(Saved data entries)
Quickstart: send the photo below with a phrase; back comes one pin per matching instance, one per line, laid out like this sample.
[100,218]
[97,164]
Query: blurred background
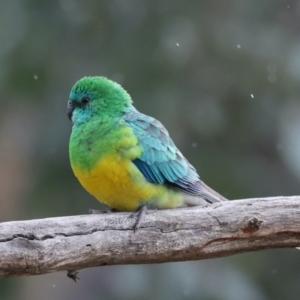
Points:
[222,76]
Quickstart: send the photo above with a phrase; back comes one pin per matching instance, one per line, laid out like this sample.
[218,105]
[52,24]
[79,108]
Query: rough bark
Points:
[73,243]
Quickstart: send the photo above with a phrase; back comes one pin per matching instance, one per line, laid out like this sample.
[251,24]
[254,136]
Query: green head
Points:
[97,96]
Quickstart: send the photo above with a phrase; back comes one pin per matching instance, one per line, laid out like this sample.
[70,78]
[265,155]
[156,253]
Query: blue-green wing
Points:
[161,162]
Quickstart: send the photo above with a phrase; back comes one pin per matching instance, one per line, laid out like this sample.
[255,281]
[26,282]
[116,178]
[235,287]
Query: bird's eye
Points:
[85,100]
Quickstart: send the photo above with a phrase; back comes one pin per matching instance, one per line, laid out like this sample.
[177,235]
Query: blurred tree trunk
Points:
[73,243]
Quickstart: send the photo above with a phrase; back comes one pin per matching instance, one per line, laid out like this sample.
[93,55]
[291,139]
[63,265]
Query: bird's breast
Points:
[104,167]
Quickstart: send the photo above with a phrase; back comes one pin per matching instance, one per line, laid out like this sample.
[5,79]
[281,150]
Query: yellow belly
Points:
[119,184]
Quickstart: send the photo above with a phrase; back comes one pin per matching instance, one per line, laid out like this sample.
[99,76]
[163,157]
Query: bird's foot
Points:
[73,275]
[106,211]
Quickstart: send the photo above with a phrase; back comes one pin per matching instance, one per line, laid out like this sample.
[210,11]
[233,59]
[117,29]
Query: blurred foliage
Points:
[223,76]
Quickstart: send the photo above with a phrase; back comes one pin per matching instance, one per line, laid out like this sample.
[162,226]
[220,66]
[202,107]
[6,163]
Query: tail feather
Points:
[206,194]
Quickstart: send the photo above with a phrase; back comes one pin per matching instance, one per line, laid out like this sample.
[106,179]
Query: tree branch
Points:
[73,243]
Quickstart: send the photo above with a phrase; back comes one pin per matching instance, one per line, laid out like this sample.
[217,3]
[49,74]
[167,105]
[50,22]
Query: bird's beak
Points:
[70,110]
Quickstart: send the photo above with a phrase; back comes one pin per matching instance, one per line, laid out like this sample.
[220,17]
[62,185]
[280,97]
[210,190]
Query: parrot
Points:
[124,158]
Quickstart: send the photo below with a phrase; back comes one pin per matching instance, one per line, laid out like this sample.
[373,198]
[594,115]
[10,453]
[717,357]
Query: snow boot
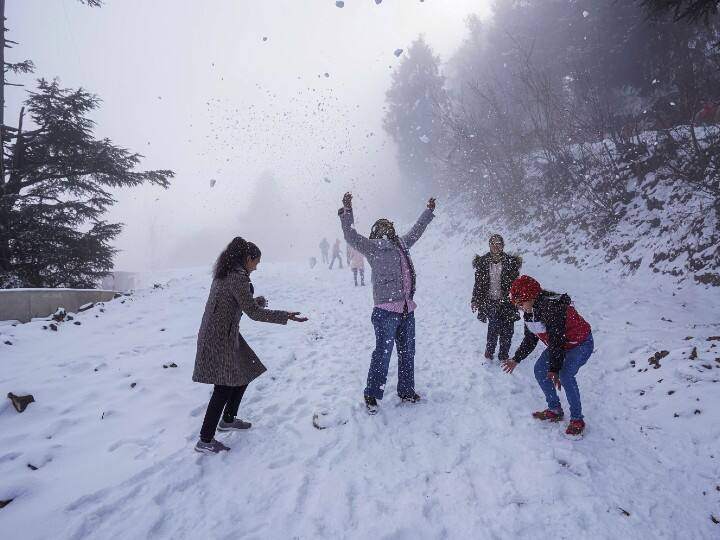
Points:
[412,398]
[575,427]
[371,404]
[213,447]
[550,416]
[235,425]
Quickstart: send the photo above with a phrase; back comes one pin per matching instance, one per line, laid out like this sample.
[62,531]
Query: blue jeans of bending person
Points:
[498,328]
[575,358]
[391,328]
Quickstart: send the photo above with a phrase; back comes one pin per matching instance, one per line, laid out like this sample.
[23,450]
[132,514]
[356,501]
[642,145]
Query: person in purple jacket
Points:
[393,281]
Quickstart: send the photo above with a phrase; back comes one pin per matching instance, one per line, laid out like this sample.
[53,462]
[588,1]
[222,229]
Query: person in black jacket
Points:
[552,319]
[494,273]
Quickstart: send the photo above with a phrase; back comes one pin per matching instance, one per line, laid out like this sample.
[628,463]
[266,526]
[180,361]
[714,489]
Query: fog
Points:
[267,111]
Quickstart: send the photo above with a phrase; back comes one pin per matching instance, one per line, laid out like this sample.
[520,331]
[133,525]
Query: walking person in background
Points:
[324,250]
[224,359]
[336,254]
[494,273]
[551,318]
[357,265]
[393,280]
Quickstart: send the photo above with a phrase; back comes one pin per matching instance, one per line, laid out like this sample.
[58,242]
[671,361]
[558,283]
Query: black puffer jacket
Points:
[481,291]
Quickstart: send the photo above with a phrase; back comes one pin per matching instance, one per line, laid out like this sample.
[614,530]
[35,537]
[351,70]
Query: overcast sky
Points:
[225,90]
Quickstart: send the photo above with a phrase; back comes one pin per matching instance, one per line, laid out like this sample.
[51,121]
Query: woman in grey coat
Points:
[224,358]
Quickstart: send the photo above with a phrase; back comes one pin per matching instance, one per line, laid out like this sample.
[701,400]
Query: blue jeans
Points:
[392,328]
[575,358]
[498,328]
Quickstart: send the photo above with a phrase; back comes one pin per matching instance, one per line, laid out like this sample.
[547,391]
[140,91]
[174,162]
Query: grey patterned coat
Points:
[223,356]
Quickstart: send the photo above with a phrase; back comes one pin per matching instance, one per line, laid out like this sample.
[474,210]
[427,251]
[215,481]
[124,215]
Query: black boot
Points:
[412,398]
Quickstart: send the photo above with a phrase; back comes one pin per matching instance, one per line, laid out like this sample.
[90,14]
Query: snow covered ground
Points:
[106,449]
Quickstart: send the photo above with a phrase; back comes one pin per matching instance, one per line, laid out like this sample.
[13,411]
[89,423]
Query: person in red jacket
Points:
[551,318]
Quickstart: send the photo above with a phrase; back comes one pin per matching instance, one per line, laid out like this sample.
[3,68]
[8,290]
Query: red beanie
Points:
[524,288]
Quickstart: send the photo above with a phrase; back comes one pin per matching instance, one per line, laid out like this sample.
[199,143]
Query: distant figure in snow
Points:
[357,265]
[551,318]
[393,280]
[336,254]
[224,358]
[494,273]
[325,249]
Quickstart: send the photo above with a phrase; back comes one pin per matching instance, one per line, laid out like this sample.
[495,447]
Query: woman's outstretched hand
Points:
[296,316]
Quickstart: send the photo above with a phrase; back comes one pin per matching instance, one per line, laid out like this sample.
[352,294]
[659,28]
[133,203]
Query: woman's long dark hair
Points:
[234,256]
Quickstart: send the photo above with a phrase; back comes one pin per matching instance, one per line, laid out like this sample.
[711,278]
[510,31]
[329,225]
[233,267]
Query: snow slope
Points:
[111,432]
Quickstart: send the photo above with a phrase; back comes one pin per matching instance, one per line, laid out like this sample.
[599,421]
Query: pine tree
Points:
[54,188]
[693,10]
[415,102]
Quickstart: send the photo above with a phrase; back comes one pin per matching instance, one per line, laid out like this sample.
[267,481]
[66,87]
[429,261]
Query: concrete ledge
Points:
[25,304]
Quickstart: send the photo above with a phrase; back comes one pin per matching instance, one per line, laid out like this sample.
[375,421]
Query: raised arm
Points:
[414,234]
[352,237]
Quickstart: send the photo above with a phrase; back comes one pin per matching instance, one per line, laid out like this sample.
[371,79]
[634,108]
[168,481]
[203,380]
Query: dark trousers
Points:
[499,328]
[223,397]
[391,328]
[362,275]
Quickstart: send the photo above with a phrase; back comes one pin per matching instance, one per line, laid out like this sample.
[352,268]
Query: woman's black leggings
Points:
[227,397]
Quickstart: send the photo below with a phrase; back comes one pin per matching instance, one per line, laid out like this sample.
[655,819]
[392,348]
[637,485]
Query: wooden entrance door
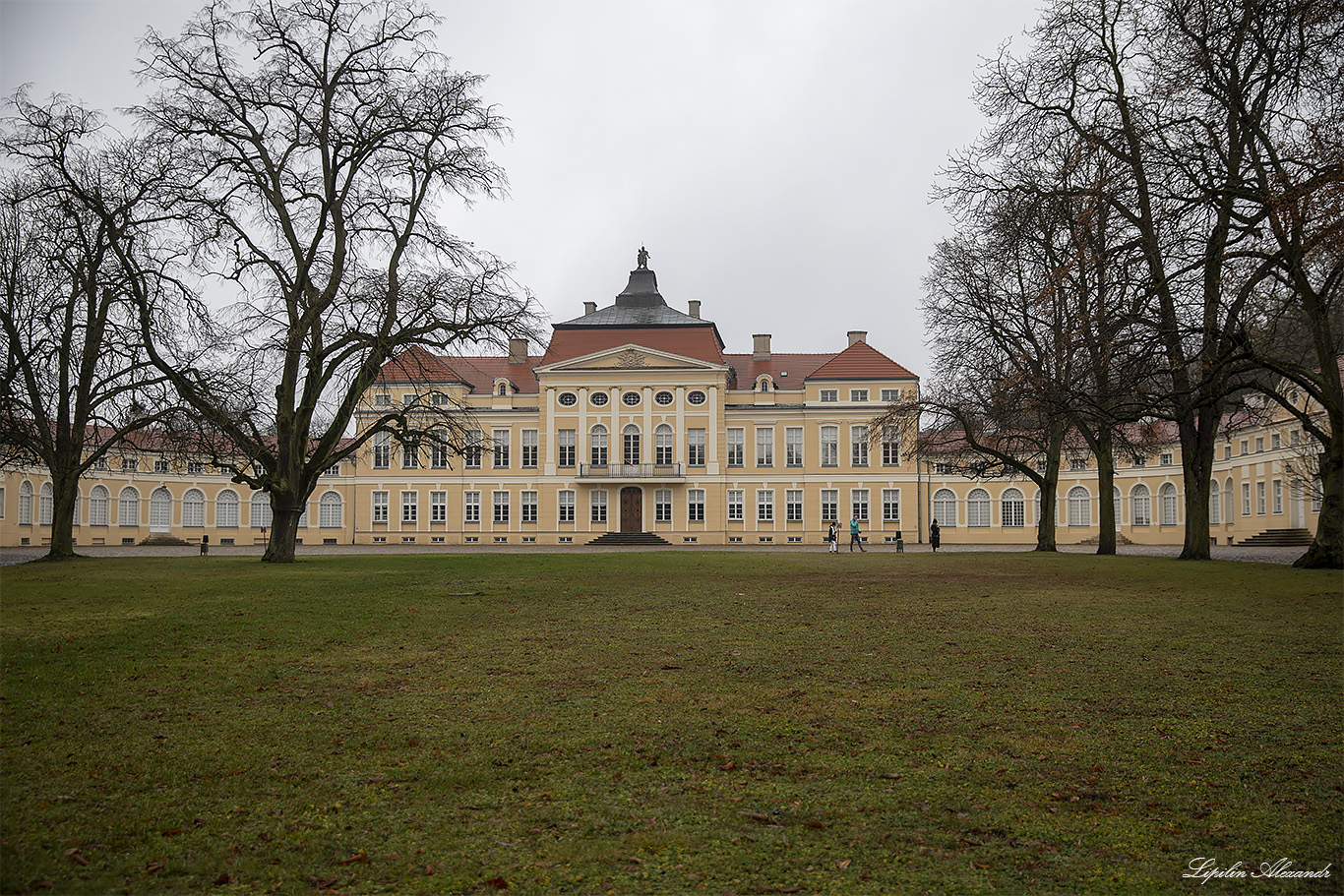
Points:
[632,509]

▸ Exercise requirements:
Return each line exactly as written. Any picture gets left out.

▸ Right answer:
Quickstart: send the photo below with a phrase; back comes one pin per matching instance, one per line, laid out like this sample.
[100,218]
[97,164]
Query: blurred background
Points:
[222,76]
Quickstart: send the photo above with a phrase; back comes one pin per matching instance, one per line, laid out like this sample.
[218,105]
[52,24]
[79,108]
Query: rough bark
Points:
[73,243]
Quickstart: send the photo above with a phrase; back comes one pin per matching instance, one per line, laid out like this sample.
[251,24]
[254,136]
Query: green head
Points:
[97,96]
Quickstart: send the photo above with a phrase; back comes one pin per matching instance, one per line, laid out like this sample.
[70,78]
[265,155]
[156,253]
Query: blue-green wing
Points:
[161,162]
Quickstart: send the photo above with a phrase; back comes one pin per matching instance, one per line, laid out like this sample.
[255,281]
[26,282]
[116,178]
[235,287]
Query: bird's eye
Points:
[85,100]
Quickstart: send the photo above with a phrase; back comes one pin per matching instance, one per line, laid out like this sample.
[177,235]
Query: blurred tree trunk
Points:
[73,243]
Quickstart: send the photo above with a phrase; back comes one pin per matching instance, one per line, laid out like this sample.
[93,55]
[291,139]
[63,265]
Query: bird's breast
Points:
[104,167]
Quickstart: send the photo above with a phrase; back comes one pin per matching instance, one per line, laid out like this sample.
[5,79]
[281,150]
Query: yellow belly
Points:
[119,184]
Quickstart: send the photo above with a phrase; back comes one pin per matching instance, one per line, laid out like this sample.
[99,76]
[163,157]
Query: bird's foot
Points:
[73,275]
[106,211]
Quickstart: send the photo above with a phrase; back comes one pin per matching instance, one per line, laid out like this sample.
[210,11]
[233,59]
[117,29]
Query: blurred foliage
Points:
[223,76]
Quickstart: send the photo above with a phrase; back comes one pin per matching instance, one per line, laid out like this sample.
[162,226]
[220,66]
[202,107]
[6,163]
Query: tail feather
Points:
[206,194]
Quickstart: send the photo above with a phrase; back comes one pin per matching instance, one per line, laid out like this sample.
[106,179]
Query: tree branch
Points:
[73,243]
Quickstart: send the photo above with a phrase; back comes one pin per matching instance, one per line, laid out like this sample.
[217,3]
[49,74]
[167,105]
[50,22]
Query: bird's beak
Points:
[70,110]
Quickstart: send the photo above with a phrase; back comes one pin per matching instance, one per line, laid out like this sample.
[220,17]
[62,185]
[280,97]
[210,190]
Query: parrot
Points:
[124,158]
Quickstart: send the photo below with a phrase; back comes one pin per matching instance, one per line, laid out like this sample.
[373,198]
[594,115]
[10,453]
[717,357]
Query: snow boot
Points:
[412,398]
[575,427]
[371,404]
[213,447]
[550,416]
[235,425]
Quickstart: send the photo above with a phrase; back comes one pin per matching instance, one per line, laid out like this sample.
[62,531]
Query: blue jeans of bending person
Points:
[498,328]
[575,358]
[391,328]
Quickstart: send the photo above with a phrase; back comes one pin per matching instance, one per line, laid out like this sample.
[23,450]
[132,514]
[356,501]
[642,145]
Query: person in purple jacket
Points:
[393,281]
Quickstart: send the photo above with a phrase; back comes one pin per matching instance, one per line, laid out like this sample.
[53,462]
[588,1]
[222,229]
Query: person in black jacket
Points:
[552,319]
[494,273]
Quickstart: send the photo above with a phrase; back comes one pin per matching instance, one per line, laid out like this sample.
[628,463]
[266,526]
[180,361]
[714,489]
Query: fog
Points:
[267,111]
Quickstart: send the photo above with a phrase; back comes one pin per matching instance, one per line, laid out like this sample.
[520,331]
[133,525]
Query: walking person in background
Points:
[324,250]
[224,359]
[336,254]
[494,273]
[551,318]
[357,265]
[393,280]
Quickstart: send the photo above with a phrase; back comes one pin per matching instance, one per line, laid out like this sample.
[58,242]
[671,361]
[558,283]
Query: black puffer jacket
Points:
[481,291]
Quickstart: send the photo above with a phrase; back comes one pin per matching instance, one per line, laid out like this sample.
[614,530]
[35,537]
[351,70]
Query: overcast sky
Points:
[225,90]
Quickstart: send the photo above with a phrase; back comes one pin per matching instance, one per line, laid out like this sample.
[51,121]
Query: woman in grey coat
Points:
[224,358]
Quickstart: send the photo above with a phrase; back comes one pin per matching instance, one per line, laid out like this sample.
[701,400]
Query: blue jeans
Points:
[392,328]
[575,358]
[498,328]
Quickstart: send the photo above with a phrase; back comes one pin per matching instance, one per line, laid out like this sample.
[547,391]
[140,91]
[174,162]
Query: grey patterned coat
Points:
[223,356]
Quickstart: send the photo above with a phrase; back comes one pin per matching instance, one per line, laid out like this sample.
[474,210]
[427,251]
[215,481]
[124,215]
Query: black boot
Points:
[412,398]
Quickstart: send the photo above with a phrase; back comes one pin per matching instance, one per line, laid out like this sample.
[90,14]
Query: snow covered ground
Points:
[106,449]
Quickstart: send the photo above with a phrase; back comes one pin per matching instance, one per line, laid out like this sample.
[13,411]
[89,423]
Query: person in red jacket
Points:
[551,318]
Quickstart: send the photo above with a phrase; back comes one pin per matching instance, one per line, laid out like this sample.
[3,68]
[8,290]
Query: red beanie
Points:
[524,288]
Quickstart: send the photo above with a phrase; back comes one pin per matching instance, one per line, laid out like this sample.
[199,143]
Query: distant figure in snow
Points:
[357,265]
[551,318]
[393,280]
[336,254]
[224,358]
[494,273]
[325,249]
Quickstart: send the photo above with a phrase; back comes one pin per matching instance, one per line, laid out like this sample.
[495,447]
Query: woman's outstretched hand
Points:
[296,316]
Quickstart: send the photo above with a phrase; back comes one pin per matching instance, one per line, laid out like this sample.
[352,294]
[659,28]
[133,203]
Query: woman's long dark hair
Points:
[234,256]
Quickstart: send the photo above with a phrase; back comes one pin per matching instance, one per line, laid out like this sample.
[711,278]
[510,31]
[329,225]
[233,267]
Query: snow slope
Points:
[111,432]
Quickstart: send the photo above with a phrase; back comes one pin per matching instance, one per line, laid out like this sample.
[599,421]
Query: pine tree
Points:
[54,188]
[693,10]
[415,102]
Quickstart: send the photo above with a phrase; back comes one pin per matching instance, one per line, laid out like this sample.
[267,481]
[66,87]
[429,261]
Query: concrete ledge
Points:
[25,304]
Quickstart: send the photo above with a phrase; back comes one pin per matching instance, one per line, laid out like this sample.
[375,421]
Query: raised arm
Points:
[414,234]
[352,237]
Quickstart: send the photo above with a phrase; back comes one pin per matching instance, one per line, laid out like this sample.
[371,79]
[634,108]
[168,481]
[203,380]
Query: dark trousers
Points:
[499,328]
[223,397]
[391,328]
[362,275]
Quickstart: send the photo above with a phrase; back comes one pin per matching instance, one per line, laid out like this sample.
[352,268]
Query: woman's black leggings
Points:
[227,397]
Quickstart: send the photo below with a phrase; back comes one pin per matching instance, one per line, laid out like this sample.
[655,819]
[392,348]
[637,485]
Query: wooden entrance door
Points:
[632,509]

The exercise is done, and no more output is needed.